Exercise prompt —
In the records below, find the line that contains "268, row 129." and the line that contains "1123, row 805.", then retype exactly those two lines and every line between them.

Extracted data —
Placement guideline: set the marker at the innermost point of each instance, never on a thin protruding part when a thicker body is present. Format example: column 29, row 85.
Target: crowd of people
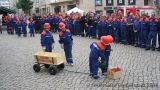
column 137, row 30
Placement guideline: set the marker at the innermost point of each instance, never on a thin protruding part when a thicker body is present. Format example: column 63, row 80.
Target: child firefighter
column 47, row 39
column 66, row 41
column 100, row 49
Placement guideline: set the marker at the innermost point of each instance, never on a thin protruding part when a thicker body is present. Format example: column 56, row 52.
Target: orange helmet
column 156, row 20
column 61, row 25
column 47, row 25
column 147, row 19
column 106, row 40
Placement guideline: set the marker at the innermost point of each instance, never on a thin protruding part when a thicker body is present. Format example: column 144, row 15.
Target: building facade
column 105, row 6
column 5, row 3
column 109, row 6
column 55, row 6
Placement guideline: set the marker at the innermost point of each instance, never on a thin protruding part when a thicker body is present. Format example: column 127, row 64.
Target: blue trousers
column 19, row 32
column 48, row 48
column 116, row 35
column 93, row 64
column 143, row 38
column 152, row 37
column 124, row 36
column 137, row 37
column 68, row 52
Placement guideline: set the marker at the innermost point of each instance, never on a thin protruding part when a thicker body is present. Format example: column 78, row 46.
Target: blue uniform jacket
column 65, row 37
column 46, row 38
column 136, row 25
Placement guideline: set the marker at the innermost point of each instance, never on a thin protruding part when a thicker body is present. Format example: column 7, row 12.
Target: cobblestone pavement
column 141, row 69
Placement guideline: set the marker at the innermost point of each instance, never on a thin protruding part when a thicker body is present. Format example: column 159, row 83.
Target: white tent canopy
column 74, row 10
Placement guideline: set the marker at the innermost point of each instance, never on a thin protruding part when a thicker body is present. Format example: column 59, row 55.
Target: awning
column 6, row 10
column 74, row 10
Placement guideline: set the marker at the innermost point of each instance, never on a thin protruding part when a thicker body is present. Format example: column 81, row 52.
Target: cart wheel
column 61, row 66
column 53, row 70
column 36, row 67
column 46, row 65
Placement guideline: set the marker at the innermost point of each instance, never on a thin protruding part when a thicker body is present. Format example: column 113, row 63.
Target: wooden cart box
column 115, row 73
column 42, row 57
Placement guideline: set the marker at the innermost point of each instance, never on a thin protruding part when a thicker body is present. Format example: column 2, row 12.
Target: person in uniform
column 47, row 40
column 99, row 49
column 66, row 41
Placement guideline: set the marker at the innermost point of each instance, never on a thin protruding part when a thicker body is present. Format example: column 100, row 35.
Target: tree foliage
column 25, row 5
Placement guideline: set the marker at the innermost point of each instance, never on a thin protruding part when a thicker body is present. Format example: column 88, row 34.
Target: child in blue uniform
column 100, row 49
column 66, row 42
column 47, row 39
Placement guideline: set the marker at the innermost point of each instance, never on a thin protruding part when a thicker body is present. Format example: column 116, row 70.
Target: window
column 109, row 2
column 98, row 2
column 145, row 2
column 120, row 2
column 131, row 2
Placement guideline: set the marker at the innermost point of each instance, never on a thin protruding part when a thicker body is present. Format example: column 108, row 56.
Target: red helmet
column 106, row 40
column 61, row 25
column 47, row 25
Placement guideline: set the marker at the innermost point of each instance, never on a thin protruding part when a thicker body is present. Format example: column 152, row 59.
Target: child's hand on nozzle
column 43, row 48
column 62, row 46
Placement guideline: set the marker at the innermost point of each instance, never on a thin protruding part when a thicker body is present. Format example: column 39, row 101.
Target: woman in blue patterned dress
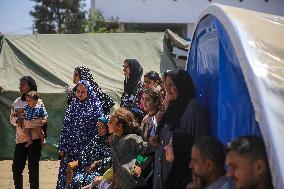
column 84, row 73
column 79, row 127
column 95, row 157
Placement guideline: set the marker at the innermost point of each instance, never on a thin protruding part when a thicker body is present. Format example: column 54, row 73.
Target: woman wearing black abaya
column 183, row 115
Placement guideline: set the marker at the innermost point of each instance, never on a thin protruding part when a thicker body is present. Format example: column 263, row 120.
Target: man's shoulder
column 222, row 183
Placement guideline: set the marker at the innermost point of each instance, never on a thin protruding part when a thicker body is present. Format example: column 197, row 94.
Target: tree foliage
column 59, row 16
column 96, row 22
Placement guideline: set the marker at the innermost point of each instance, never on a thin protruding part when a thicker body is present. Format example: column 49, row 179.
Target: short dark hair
column 252, row 147
column 211, row 148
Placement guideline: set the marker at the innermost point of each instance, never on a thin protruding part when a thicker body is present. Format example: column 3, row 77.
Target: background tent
column 237, row 64
column 51, row 59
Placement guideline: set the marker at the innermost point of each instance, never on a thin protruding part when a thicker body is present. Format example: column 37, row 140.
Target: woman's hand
column 153, row 140
column 137, row 171
column 20, row 121
column 93, row 166
column 61, row 154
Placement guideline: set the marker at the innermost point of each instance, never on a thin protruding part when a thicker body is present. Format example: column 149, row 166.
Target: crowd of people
column 158, row 138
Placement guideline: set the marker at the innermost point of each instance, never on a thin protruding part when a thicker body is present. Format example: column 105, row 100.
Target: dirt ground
column 47, row 176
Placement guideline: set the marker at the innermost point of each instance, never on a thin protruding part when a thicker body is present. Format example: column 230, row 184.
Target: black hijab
column 31, row 83
column 136, row 72
column 180, row 174
column 186, row 92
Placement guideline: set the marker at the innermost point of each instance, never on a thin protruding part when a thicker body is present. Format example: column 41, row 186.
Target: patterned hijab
column 32, row 84
column 80, row 121
column 105, row 99
column 136, row 72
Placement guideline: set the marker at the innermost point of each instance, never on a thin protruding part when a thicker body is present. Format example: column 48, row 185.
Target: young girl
column 152, row 80
column 126, row 146
column 131, row 95
column 151, row 99
column 31, row 111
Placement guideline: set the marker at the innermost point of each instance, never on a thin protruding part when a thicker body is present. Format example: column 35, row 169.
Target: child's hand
column 137, row 171
column 61, row 154
column 20, row 121
column 44, row 120
column 92, row 167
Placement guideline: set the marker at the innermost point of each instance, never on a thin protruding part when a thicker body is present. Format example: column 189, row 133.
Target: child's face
column 149, row 104
column 31, row 102
column 126, row 69
column 102, row 129
column 169, row 152
column 82, row 92
column 76, row 77
column 148, row 83
column 113, row 126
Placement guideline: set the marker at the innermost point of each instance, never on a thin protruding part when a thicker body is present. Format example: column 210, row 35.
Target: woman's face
column 31, row 102
column 148, row 83
column 169, row 152
column 126, row 69
column 81, row 92
column 101, row 129
column 149, row 104
column 24, row 87
column 76, row 77
column 171, row 89
column 113, row 125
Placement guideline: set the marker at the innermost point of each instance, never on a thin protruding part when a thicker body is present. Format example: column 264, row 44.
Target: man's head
column 247, row 163
column 207, row 158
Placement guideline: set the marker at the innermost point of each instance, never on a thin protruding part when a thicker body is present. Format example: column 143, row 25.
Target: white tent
column 230, row 45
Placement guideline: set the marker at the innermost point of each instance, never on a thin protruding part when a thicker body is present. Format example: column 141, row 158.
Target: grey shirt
column 124, row 152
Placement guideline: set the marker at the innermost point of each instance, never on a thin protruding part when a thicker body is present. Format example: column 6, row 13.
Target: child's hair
column 152, row 75
column 138, row 114
column 33, row 95
column 156, row 96
column 127, row 121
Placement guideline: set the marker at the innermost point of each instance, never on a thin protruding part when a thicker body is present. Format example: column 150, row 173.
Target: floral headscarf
column 105, row 99
column 32, row 84
column 79, row 126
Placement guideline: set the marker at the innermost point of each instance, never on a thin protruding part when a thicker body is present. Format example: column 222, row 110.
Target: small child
column 32, row 111
column 126, row 146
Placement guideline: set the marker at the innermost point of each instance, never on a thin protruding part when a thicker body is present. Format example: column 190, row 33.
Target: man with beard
column 207, row 164
column 247, row 163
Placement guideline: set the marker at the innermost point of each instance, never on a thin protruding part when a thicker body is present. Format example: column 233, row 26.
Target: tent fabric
column 237, row 64
column 51, row 59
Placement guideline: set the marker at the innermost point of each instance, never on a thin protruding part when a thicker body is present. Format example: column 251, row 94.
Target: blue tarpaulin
column 220, row 85
column 236, row 61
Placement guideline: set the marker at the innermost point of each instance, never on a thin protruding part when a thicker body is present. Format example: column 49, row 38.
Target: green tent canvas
column 51, row 59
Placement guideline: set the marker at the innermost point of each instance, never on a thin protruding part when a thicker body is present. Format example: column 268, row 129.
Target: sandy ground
column 48, row 175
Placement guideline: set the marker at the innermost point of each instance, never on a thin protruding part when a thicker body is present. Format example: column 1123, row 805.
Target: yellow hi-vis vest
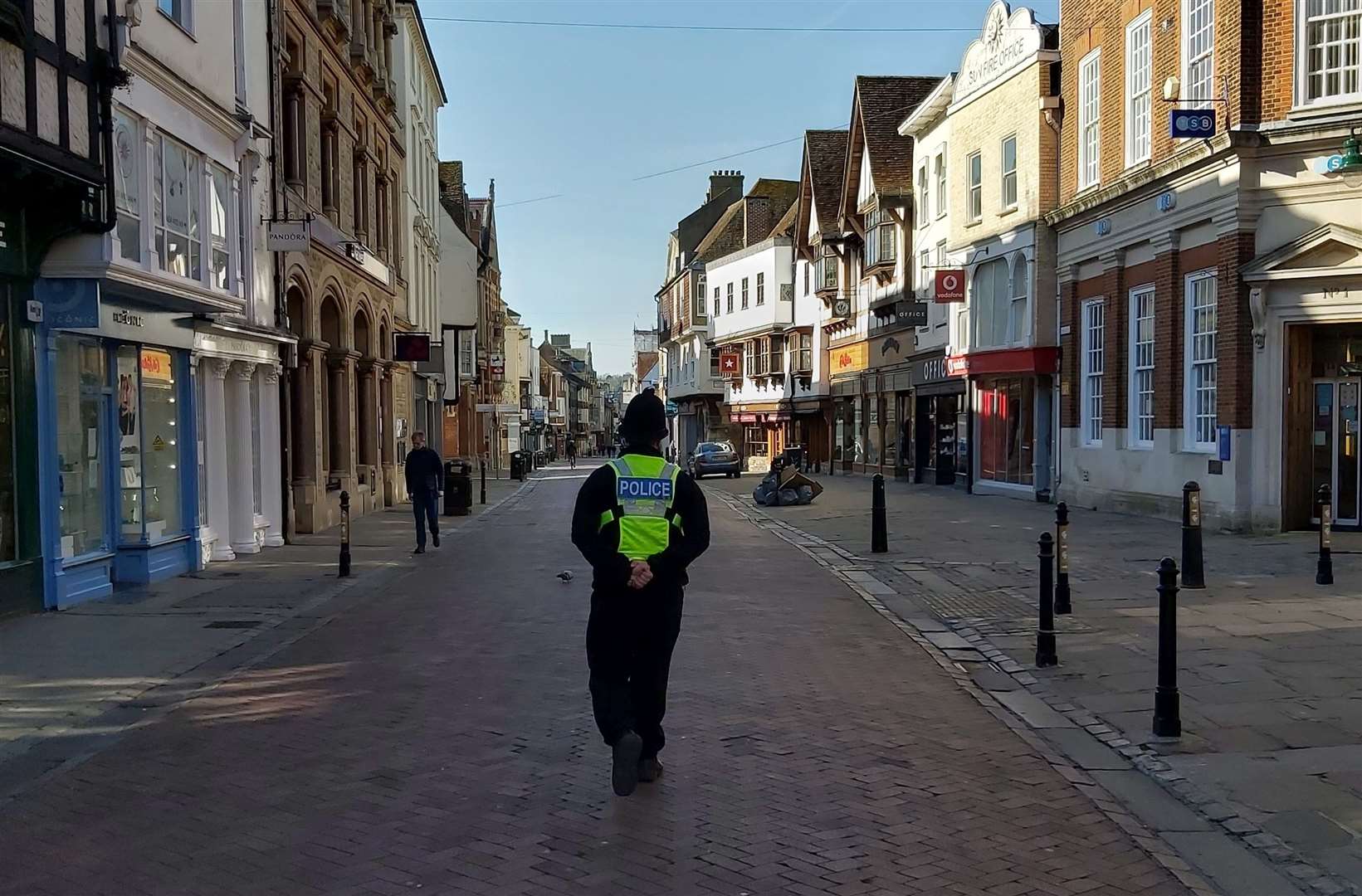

Response box —
Placement guideline: set the marker at the innermost point of each instance, never on a thin protruding part when a thicker body is present. Format example: column 268, row 129.
Target: sandy ground
column 48, row 175
Placement guideline: set the marker at the innermost point of each instance, never on a thin protruding part when a thicker body is present. Format example: column 1123, row 805.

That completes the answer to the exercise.